Information given:
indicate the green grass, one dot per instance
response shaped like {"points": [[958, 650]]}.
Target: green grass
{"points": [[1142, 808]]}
* * *
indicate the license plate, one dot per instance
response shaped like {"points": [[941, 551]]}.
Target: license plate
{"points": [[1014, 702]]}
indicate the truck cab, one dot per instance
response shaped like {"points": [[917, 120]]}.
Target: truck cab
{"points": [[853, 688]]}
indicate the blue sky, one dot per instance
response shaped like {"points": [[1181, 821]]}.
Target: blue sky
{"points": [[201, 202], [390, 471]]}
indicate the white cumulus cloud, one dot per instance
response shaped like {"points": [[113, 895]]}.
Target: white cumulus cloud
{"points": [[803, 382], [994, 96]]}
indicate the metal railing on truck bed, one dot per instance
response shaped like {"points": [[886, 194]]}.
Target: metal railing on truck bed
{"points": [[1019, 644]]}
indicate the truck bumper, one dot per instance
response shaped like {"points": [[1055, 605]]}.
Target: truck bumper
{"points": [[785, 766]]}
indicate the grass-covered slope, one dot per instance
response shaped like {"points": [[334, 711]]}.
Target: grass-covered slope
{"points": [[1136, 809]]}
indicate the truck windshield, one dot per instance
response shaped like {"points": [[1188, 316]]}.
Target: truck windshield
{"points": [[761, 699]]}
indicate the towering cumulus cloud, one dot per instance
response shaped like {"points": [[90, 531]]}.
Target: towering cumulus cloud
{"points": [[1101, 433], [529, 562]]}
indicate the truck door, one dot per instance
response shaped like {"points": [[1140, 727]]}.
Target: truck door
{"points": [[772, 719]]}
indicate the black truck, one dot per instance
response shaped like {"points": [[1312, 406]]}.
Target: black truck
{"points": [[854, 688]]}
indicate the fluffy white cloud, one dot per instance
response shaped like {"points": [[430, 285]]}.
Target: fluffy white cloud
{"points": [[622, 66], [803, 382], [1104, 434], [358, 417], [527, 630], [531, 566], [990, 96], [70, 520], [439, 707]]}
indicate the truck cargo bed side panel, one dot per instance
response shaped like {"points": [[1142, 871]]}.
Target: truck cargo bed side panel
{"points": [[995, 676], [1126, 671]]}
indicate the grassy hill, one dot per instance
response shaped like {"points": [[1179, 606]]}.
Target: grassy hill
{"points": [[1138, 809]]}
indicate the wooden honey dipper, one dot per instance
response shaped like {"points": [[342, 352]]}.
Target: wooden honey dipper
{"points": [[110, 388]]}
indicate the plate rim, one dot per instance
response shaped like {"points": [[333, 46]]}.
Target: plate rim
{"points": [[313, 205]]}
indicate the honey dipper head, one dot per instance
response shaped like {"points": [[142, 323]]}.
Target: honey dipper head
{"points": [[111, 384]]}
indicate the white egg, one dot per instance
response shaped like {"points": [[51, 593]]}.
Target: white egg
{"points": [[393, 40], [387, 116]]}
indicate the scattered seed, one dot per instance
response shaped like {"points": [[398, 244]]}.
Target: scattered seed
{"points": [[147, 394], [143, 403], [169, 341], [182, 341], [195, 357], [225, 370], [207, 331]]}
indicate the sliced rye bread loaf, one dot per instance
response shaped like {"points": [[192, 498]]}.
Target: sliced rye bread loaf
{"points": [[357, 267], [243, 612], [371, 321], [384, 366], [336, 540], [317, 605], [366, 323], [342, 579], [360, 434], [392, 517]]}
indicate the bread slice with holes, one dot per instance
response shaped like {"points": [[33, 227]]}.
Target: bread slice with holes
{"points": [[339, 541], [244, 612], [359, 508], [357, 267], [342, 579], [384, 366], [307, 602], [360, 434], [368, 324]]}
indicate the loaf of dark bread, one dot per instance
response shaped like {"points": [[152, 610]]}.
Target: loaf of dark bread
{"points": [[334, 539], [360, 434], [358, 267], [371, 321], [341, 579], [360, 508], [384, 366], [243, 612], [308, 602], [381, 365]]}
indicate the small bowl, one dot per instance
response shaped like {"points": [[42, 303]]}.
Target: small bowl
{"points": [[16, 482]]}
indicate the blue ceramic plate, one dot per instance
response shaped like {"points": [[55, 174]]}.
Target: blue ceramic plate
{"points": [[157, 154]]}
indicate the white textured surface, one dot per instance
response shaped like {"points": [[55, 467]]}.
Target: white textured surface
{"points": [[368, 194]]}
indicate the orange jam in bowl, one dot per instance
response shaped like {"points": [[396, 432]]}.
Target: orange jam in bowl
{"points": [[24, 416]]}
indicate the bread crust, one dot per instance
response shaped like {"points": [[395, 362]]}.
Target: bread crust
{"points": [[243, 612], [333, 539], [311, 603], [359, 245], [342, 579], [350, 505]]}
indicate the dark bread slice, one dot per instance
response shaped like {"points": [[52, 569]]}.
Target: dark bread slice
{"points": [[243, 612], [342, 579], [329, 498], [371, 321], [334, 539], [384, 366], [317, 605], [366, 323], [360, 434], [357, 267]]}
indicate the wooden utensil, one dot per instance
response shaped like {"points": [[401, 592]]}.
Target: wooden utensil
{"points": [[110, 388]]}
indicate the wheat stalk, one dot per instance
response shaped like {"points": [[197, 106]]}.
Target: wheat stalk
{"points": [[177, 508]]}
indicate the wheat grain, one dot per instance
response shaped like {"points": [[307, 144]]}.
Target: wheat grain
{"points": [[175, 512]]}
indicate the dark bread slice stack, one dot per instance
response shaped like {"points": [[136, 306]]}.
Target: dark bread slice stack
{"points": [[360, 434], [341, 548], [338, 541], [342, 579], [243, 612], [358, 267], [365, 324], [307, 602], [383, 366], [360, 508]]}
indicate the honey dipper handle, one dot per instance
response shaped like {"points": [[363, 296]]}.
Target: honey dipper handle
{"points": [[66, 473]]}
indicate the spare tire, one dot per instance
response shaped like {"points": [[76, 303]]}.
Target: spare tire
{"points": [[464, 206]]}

Your task:
Pull out every line of the entries that contains the word "windshield", matching case exactly.

Answer to this exercise:
indicate the truck windshield, one dot per instance
Target: truck windshield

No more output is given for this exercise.